TRECHO DO DOCUMENTO:
Liderança é uma faca de dois gumes. Após alcançar o objetivo, é normal dar aquela relaxada e acabar se acomodando na posição, achando que seus rivais não irão mais alcançá-lo. Foi assim com a Volkswagen, ponteira de vendas no Brasil por décadas, e depois com a Fiat, que deteve o título por outros 13 anos. De 2015 para cá, a líder tem sido a Chevrolet - e com sobras. Só que a marca da gravatinha está de olhos bem abertos para o futuro e promete sair na frente na nova onda de carros que vêm por aí, os elétricos.
Prova disso é que, desde 2011, a GM trouxe ao Brasil o híbrido Volt para estudos. E agora que a eletrificação virou a palavra de ordem na indústria automotiva global, aqui estamos com o Bolt. Lançado nos EUA no começo de 2017, este hatch 100% elétrico está previsto para chegar às lojas brasileiras em 2019. Mas você não vai precisar comprá-lo para ter acesso à tecnologia. O plano da marca também prevê a oferta do modelo em forma de locação por hora, através do aplicativo de smartphone da sua subsidiária de compartilhamento de veículos Maven - já em teste por funcionários da GM Brasil.
Seguindo as diretrizes da matriz, a GM se prepara para o futuro em três frentes principais: eletricidade, conectividade e compartilhamento. O Bolt não só se encaixa nestes três itens como ainda avança numa questão ainda delicada para os elétricos, a autonomia. Segundo a EPA, agência norte-americana de proteção ao meio ambiente, o Bolt é capaz de rodar 383 km com uma carga completa. Considerando que quem mora na cidade roda, em média, 50 km por dia, dá para usar o carro a semana inteira sem precisar recarregar.

DADOS FORNECIDOS:
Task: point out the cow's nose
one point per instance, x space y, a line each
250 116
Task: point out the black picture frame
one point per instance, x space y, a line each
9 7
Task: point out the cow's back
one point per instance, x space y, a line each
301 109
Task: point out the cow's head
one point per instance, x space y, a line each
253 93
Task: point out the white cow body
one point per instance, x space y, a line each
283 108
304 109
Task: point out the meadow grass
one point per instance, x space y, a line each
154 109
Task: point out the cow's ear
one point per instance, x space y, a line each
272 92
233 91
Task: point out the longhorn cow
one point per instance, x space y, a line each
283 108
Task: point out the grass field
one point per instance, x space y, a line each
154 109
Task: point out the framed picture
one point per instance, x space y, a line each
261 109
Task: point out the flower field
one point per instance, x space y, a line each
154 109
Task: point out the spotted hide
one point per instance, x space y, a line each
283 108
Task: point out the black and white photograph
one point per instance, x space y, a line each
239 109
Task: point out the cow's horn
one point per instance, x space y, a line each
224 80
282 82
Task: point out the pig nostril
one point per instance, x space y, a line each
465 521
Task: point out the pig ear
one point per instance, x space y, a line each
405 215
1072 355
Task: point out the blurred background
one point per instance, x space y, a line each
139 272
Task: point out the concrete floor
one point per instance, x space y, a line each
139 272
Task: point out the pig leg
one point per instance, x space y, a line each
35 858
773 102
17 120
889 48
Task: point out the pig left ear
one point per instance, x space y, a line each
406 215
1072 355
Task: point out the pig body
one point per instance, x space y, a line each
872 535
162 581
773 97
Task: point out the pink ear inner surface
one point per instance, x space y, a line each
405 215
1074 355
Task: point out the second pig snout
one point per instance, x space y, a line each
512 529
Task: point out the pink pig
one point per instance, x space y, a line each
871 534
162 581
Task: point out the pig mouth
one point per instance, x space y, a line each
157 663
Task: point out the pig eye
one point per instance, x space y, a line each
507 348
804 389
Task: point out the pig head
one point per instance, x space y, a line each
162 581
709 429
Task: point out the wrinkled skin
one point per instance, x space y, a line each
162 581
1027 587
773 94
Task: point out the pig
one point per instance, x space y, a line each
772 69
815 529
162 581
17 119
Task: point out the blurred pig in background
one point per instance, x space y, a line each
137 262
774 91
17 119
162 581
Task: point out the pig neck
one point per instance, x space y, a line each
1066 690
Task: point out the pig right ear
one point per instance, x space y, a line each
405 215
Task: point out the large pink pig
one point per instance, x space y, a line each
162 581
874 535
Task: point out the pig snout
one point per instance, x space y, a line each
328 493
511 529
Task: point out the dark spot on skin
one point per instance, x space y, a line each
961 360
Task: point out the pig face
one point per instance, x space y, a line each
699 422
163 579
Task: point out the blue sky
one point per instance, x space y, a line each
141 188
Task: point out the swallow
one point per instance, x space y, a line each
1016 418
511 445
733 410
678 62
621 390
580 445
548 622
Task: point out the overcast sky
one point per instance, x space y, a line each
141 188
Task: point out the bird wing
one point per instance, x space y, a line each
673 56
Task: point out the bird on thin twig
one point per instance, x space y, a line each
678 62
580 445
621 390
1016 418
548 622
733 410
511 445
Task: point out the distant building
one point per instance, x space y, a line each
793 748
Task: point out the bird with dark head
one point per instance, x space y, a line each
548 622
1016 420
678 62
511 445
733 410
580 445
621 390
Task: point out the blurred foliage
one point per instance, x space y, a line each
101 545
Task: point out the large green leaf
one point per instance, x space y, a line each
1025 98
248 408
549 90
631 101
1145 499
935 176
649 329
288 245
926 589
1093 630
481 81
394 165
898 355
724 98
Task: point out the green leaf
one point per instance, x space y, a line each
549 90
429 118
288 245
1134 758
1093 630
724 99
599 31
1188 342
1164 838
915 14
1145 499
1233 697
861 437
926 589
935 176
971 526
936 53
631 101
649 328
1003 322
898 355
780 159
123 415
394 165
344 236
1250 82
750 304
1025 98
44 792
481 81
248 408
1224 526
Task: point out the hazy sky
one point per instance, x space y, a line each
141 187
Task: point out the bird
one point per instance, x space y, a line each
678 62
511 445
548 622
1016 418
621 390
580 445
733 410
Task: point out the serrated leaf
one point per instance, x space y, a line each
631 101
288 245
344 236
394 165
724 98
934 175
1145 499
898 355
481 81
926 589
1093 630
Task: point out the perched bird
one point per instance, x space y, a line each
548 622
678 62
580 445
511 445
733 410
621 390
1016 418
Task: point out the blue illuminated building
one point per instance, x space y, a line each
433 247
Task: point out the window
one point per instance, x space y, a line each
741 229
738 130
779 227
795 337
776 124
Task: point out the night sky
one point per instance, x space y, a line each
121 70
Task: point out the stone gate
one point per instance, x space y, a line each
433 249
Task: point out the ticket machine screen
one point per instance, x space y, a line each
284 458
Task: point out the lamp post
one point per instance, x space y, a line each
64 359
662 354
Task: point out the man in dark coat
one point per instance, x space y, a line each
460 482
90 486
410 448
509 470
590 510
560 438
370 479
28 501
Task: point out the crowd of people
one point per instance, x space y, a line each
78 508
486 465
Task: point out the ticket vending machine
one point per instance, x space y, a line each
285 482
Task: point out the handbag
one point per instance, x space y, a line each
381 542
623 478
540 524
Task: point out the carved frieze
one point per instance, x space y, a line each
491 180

OBJETIVO 1:
Responda com base no trecho do documento:
(a) Desde que ano a GM trouxe o Volt ao Brasil para estudos?
(b) Segundo a EPA, quantos quilômetros o Bolt roda com uma carga completa?
(c) Por quantos anos a Fiat deteve o título de líder de vendas?
OBJETIVO 2: Liste as frentes principais em que a GM se prepara para o futuro, segundo o trecho do documento.
OBJETIVO 3: Reproduza o trecho do documento entre "Prova disso é" e "da GM Brasil.", incluindo essas palavras.
Baseie-se somente no trecho do documento.

SOLUÇÃO DA TAREFA 1:
(a) Desde 2011.
(b) 383 km.
(c) Por 13 anos.

SOLUÇÃO DA TAREFA 2: Eletricidade, conectividade e compartilhamento.

SOLUÇÃO DA TAREFA 3:
Prova disso é que, desde 2011, a GM trouxe ao Brasil o híbrido Volt para estudos. E agora que a eletrificação virou a palavra de ordem na indústria automotiva global, aqui estamos com o Bolt. Lançado nos EUA no começo de 2017, este hatch 100% elétrico está previsto para chegar às lojas brasileiras em 2019. Mas você não vai precisar comprá-lo para ter acesso à tecnologia. O plano da marca também prevê a oferta do modelo em forma de locação por hora, através do aplicativo de smartphone da sua subsidiária de compartilhamento de veículos Maven - já em teste por funcionários da GM Brasil.